→ Problem to work on: Collect every line in the listing below that contains the word "curtain".

[Region annotation listing]
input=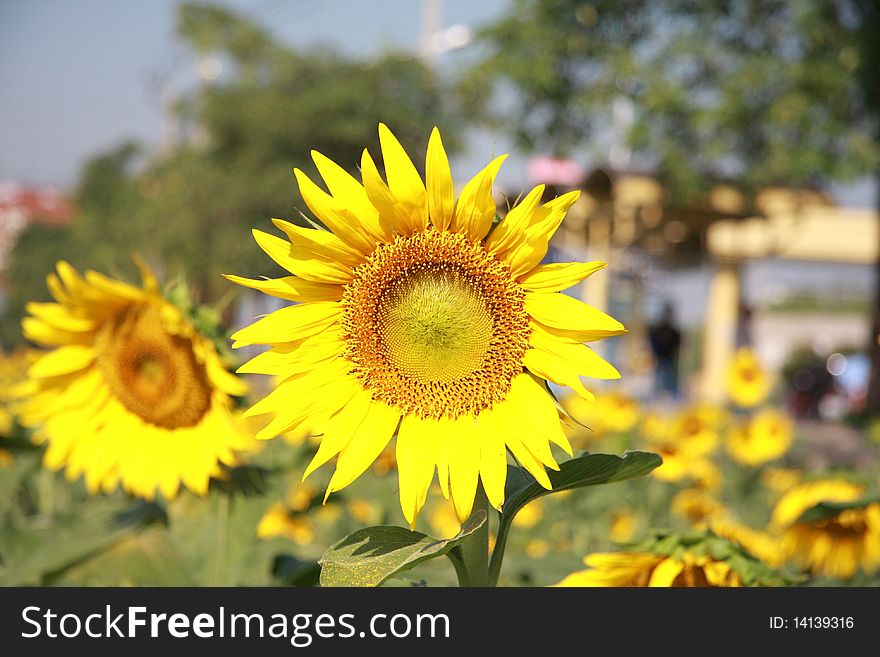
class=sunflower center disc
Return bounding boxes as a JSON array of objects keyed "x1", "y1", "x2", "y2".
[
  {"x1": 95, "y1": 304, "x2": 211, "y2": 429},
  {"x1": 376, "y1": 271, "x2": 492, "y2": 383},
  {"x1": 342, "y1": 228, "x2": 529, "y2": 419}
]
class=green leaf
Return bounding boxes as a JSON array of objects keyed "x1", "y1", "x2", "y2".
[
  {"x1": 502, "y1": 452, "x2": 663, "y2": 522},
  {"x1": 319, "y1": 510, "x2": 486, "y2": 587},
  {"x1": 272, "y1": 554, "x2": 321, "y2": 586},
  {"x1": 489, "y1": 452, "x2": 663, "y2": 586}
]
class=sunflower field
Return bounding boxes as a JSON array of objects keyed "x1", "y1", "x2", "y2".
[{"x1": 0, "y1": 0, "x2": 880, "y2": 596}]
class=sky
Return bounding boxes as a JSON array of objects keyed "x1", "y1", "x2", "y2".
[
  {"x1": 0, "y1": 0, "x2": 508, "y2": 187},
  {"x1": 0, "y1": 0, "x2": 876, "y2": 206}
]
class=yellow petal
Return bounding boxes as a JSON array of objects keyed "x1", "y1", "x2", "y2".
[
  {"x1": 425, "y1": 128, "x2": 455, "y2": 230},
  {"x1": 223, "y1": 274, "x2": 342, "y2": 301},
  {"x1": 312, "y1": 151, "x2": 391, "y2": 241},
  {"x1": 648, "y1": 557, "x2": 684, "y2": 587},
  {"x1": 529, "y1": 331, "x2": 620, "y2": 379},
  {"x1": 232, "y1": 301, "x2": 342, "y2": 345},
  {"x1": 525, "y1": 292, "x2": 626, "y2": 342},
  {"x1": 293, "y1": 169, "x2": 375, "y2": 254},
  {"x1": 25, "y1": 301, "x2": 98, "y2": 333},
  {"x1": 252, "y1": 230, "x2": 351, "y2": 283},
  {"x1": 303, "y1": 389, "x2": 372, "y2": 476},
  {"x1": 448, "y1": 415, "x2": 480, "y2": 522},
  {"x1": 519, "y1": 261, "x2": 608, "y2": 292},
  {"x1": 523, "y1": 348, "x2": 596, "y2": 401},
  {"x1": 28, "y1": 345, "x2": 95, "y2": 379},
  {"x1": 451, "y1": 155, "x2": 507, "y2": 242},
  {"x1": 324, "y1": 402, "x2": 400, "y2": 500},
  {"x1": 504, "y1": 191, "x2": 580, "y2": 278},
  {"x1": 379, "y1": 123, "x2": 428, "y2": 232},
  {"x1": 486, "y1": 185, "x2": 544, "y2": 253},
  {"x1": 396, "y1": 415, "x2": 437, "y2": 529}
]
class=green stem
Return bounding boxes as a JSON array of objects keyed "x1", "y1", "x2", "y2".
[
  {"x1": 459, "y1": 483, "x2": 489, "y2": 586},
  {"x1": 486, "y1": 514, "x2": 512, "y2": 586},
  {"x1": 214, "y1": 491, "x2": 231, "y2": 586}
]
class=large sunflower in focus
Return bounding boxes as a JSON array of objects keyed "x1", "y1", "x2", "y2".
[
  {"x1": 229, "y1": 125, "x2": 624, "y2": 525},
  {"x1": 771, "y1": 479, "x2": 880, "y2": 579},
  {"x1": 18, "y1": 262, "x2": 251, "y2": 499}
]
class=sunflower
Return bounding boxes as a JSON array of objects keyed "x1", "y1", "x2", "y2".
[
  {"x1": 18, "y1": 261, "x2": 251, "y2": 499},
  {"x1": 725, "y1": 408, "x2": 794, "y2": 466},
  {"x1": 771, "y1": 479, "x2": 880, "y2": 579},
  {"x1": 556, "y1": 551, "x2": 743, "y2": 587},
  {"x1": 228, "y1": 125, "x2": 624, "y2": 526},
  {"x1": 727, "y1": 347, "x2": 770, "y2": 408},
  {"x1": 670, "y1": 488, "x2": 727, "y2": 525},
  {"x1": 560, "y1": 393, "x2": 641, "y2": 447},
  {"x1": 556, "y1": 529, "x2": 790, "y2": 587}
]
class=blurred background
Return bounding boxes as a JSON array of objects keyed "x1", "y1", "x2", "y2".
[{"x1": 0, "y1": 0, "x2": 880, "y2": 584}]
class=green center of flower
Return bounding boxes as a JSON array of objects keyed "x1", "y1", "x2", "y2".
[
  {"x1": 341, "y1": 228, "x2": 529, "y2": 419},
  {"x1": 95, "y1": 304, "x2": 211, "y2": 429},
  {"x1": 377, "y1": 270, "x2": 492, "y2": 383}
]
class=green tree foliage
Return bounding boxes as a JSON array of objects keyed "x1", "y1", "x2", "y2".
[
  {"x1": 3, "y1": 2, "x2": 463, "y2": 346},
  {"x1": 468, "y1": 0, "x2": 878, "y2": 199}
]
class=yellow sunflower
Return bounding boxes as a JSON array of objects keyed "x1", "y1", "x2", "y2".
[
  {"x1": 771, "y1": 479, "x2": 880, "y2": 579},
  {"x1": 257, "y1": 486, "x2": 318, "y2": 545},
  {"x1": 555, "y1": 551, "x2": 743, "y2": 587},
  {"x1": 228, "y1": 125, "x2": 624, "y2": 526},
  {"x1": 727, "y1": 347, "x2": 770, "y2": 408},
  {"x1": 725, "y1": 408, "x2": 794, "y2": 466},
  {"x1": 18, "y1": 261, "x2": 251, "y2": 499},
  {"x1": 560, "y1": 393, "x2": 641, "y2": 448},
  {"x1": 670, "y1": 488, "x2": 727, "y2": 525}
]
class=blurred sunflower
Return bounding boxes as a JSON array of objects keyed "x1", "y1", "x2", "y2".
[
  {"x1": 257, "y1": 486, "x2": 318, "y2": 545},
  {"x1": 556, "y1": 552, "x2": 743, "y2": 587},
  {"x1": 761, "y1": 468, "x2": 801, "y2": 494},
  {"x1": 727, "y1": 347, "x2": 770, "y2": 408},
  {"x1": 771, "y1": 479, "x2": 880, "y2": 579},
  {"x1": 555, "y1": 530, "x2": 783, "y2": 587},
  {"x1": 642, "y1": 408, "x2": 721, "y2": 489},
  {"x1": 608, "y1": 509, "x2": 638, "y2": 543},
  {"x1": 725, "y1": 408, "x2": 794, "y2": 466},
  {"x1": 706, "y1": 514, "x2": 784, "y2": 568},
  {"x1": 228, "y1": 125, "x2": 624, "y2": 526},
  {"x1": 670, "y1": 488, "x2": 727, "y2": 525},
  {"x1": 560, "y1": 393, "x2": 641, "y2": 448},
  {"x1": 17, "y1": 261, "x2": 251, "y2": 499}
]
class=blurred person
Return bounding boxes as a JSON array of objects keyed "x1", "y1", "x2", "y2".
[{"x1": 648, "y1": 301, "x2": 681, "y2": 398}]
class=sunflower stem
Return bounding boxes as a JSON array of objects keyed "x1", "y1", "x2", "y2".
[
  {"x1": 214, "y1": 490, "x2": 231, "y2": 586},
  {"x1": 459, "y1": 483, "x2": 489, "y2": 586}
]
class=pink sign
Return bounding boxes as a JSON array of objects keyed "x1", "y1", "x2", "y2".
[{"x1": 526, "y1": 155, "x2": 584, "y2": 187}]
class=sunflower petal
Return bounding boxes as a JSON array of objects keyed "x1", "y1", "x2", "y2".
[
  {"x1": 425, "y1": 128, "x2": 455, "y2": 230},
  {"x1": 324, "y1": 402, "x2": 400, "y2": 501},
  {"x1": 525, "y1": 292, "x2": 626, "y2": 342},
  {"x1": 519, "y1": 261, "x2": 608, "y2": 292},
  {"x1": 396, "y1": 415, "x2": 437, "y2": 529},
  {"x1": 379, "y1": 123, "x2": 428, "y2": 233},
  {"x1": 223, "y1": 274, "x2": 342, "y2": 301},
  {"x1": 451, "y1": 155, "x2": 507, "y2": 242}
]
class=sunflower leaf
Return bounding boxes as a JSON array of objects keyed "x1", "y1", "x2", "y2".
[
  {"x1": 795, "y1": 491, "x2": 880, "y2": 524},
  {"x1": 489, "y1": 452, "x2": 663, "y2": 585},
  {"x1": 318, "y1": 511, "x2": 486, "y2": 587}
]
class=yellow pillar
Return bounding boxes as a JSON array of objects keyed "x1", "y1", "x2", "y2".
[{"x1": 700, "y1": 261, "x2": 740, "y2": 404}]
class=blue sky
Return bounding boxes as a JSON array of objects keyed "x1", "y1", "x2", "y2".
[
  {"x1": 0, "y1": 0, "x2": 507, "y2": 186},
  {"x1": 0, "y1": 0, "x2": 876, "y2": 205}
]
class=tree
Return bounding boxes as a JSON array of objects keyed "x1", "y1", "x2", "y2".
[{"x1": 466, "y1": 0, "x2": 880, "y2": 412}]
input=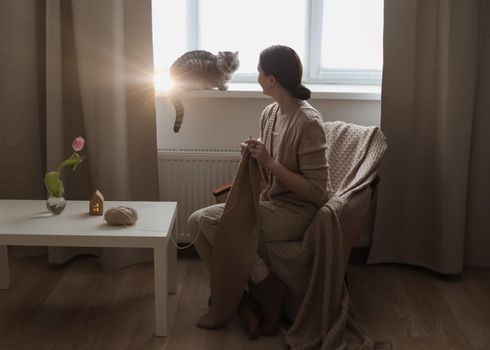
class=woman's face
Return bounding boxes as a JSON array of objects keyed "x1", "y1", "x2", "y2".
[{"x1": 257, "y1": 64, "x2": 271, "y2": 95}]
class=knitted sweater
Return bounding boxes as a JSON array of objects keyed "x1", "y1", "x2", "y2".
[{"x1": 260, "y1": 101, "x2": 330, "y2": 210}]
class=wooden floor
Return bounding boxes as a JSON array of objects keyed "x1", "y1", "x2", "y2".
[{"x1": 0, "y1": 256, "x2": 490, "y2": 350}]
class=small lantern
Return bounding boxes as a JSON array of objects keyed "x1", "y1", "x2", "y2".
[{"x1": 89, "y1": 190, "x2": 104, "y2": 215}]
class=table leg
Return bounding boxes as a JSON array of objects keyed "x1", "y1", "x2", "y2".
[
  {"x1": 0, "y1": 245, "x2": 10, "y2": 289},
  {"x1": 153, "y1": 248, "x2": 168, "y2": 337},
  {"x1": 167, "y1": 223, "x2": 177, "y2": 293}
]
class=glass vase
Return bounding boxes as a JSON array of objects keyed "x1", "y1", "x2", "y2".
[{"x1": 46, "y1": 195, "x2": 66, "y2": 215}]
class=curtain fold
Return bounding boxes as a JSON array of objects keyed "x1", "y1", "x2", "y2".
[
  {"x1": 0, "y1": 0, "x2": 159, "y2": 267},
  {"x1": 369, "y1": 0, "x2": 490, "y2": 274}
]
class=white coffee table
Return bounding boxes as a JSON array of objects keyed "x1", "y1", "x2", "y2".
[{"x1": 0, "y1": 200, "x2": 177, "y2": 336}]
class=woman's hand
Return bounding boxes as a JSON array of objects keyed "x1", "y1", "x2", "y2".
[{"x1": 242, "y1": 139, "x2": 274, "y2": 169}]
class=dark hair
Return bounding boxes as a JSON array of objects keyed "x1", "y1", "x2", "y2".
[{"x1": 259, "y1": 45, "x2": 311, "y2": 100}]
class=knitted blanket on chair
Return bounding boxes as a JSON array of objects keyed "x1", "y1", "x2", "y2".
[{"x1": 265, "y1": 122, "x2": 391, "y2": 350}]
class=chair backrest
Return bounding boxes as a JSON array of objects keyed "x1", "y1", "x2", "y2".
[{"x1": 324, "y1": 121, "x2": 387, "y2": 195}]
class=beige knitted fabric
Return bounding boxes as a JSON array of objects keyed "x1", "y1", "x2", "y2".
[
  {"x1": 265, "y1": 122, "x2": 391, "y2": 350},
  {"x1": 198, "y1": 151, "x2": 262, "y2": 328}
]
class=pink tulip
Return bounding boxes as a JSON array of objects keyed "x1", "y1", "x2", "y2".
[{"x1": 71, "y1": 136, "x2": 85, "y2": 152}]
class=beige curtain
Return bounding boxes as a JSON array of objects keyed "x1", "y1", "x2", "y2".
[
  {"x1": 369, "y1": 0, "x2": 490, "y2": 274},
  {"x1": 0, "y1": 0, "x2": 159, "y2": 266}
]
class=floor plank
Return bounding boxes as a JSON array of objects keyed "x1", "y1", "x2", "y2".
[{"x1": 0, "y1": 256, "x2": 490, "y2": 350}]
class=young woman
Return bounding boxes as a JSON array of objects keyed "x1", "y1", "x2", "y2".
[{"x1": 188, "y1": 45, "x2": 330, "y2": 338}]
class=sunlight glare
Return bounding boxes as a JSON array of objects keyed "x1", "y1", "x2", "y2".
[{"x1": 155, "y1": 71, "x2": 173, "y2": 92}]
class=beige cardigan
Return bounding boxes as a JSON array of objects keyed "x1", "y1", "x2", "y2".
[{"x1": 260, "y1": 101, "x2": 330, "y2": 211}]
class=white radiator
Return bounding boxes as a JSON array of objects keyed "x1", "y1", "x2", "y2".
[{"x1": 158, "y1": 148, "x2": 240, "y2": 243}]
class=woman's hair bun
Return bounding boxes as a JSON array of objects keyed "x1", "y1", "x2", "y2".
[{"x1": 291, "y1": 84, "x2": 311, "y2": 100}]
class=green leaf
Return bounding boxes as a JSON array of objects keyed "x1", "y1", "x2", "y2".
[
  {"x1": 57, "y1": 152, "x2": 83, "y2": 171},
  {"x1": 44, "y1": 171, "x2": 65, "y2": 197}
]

→ Solution to this task:
class=curtain fold
class=beige curtain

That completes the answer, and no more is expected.